_Exercise aim_
Repeat exactly, and only, the lines from the one holding "For the benchmark, point to the tree" through the last line of the records below.

_Data listing_
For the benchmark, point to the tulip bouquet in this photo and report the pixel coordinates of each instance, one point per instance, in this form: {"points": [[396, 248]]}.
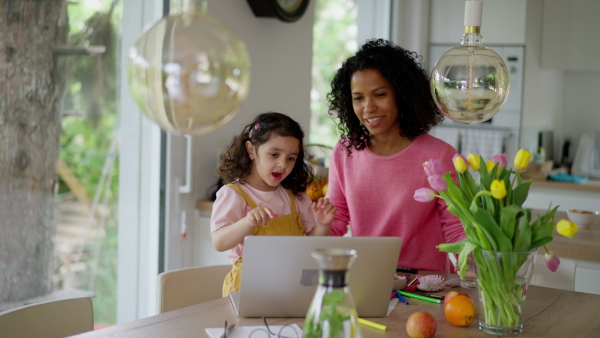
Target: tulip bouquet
{"points": [[491, 211]]}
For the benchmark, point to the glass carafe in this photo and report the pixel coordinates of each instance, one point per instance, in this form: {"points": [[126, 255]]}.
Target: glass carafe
{"points": [[332, 313]]}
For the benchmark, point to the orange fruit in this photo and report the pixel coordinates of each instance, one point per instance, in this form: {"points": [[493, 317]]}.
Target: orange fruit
{"points": [[460, 310]]}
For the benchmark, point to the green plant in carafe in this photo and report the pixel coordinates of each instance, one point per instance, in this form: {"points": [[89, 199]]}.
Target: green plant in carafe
{"points": [[332, 312]]}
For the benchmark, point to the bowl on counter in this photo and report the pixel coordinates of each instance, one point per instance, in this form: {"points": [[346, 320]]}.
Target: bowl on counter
{"points": [[583, 218]]}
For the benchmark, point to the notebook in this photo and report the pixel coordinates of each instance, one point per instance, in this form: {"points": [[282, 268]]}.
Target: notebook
{"points": [[280, 277]]}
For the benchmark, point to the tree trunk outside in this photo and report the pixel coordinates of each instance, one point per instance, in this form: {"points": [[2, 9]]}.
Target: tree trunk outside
{"points": [[31, 87]]}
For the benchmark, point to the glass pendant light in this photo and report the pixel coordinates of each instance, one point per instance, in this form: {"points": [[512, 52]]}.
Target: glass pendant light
{"points": [[470, 82], [188, 72]]}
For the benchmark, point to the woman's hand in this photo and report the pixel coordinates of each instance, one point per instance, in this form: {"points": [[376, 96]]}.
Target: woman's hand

_Task response_
For the benchmark, point to the tree trunk outside in this photo and report the pixel coordinates of each instance, one point per instance, in this form: {"points": [[2, 9]]}.
Target: tree trunk outside
{"points": [[31, 87]]}
For the benchmark, point to the glass pendant light in this photo and report the pixel coordinates of each instance, one point per instance, in this form: {"points": [[512, 52]]}.
Target: glass pendant light
{"points": [[470, 82], [188, 72]]}
For the benchmark, point to the woman's hand in this photo and report the pixel coordinates of each instance, one point per instance, in this form: {"points": [[376, 96]]}.
Target: woman's hand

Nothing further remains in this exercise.